= Bloc de texte =
- - - -
Databac

VERITES ET VALEURS SONT-ELLES RELATIVES ?

VÉRITÉS ET VALEURS SONT-ELLES RELATIVES ? (Cours de spécialité d’humanités, littérature et philosophie)

 

INTRODUCTION :

 

  1. Les arguments des sceptiques grecs.

LE SCEPTICISME

La fin du XVIe siècle est une période marquée par un ébranlement des certitudes et des valeurs les mieux établies : la ruine du géocentrisme, la remise en question des principes d'Aristote, la découverte du continent américain sont autant d'éléments qui bouleversent la vision médiévale de l'univers. C'est dans ce contexte qu'il faut comprendre le scepticisme que Montaigne oppose à la raison : exercice constant d'une faculté de juger, c'est-à dire de nier, l'acte de pensée s'identifie chez lui, comme plus tard chez Descartes, avec celui de douter. La raison est pour Montaigne une puissance de négation qui se découvre dans cette négation même; faculté souveraine, elle peut se remettre en question et aboutir à son propre désaveu lorsqu'elle outrepasse ses limites (comme chez Pascal).

 

2. Critique logique du scepticisme.

Rappel:

LES 4 principes de la logique.

  1. Principe d'identité : «Ce qui est, est», «A est A». Une chose est ce qu'elle est => A= A
  2. Principe de non-contradiction : Forme négative du principe d'identité. «Un même attribut ne peut pas être affirmé et nié d'un même sujet en même temps et sous le même rapport.» On ne peut pas dire à la fois d'une plante qu'elle est verte et qu'elle n'est pas verte. (A n'est pas non A). Une pomme n'est pas un cheval. De même, il est impossible qu'en même temps le cheval d'Henry IV soit à la fois blanc et ne soit pas blanc => A ≠ ⌐ A

  3. Principe du tiers-exclus : (A ou non A, pas de troisième solution possible). C'est une pomme ou pas une pomme ! Si une proposition est vraie, alors sa contradictoire est fausse => A = ⌐ ⌐ A
  4. Principe de causalité : tout fait a une cause, et les mêmes causes produisent les mêmes effets. (Ce principe s'appelle aussi : principe du déterminisme).
- - - -
= Consigne A =
Recopiez fidèlement le passage du cours sur le scepticisme allant de « 1. Les arguments » jusqu'à « (comme chez Pascal). ».
= Consigne B =
D'après le cours sur le scepticisme, dans quel contexte faut-il comprendre le scepticisme que Montaigne oppose à la raison ? Répondez en une à trois phrases.
= Consigne C =
Sous quel autre nom le cours sur le scepticisme désigne-t-il le principe de causalité ?

= Section des données =
- - - -
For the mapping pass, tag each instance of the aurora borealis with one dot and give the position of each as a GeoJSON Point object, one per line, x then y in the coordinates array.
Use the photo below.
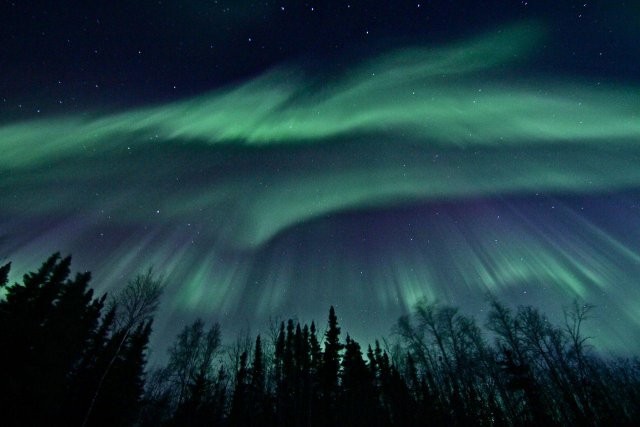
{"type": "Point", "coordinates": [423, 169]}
- - - -
= Réponse rédigée A =
1. Les arguments des sceptiques grecs.

LE SCEPTICISME

La fin du XVIe siècle est une période marquée par un ébranlement des certitudes et des valeurs les mieux établies : la ruine du géocentrisme, la remise en question des principes d'Aristote, la découverte du continent américain sont autant d'éléments qui bouleversent la vision médiévale de l'univers. C'est dans ce contexte qu'il faut comprendre le scepticisme que Montaigne oppose à la raison : exercice constant d'une faculté de juger, c'est-à dire de nier, l'acte de pensée s'identifie chez lui, comme plus tard chez Descartes, avec celui de douter. La raison est pour Montaigne une puissance de négation qui se découvre dans cette négation même; faculté souveraine, elle peut se remettre en question et aboutir à son propre désaveu lorsqu'elle outrepasse ses limites (comme chez Pascal).

= Réponse rédigée B =
Il faut le comprendre dans le contexte de la fin du XVIe siècle, période marquée par un ébranlement des certitudes et des valeurs les mieux établies. La ruine du géocentrisme, la remise en question des principes d'Aristote et la découverte du continent américain bouleversent alors la vision médiévale de l'univers.

= Réponse rédigée C =
Le principe du déterminisme.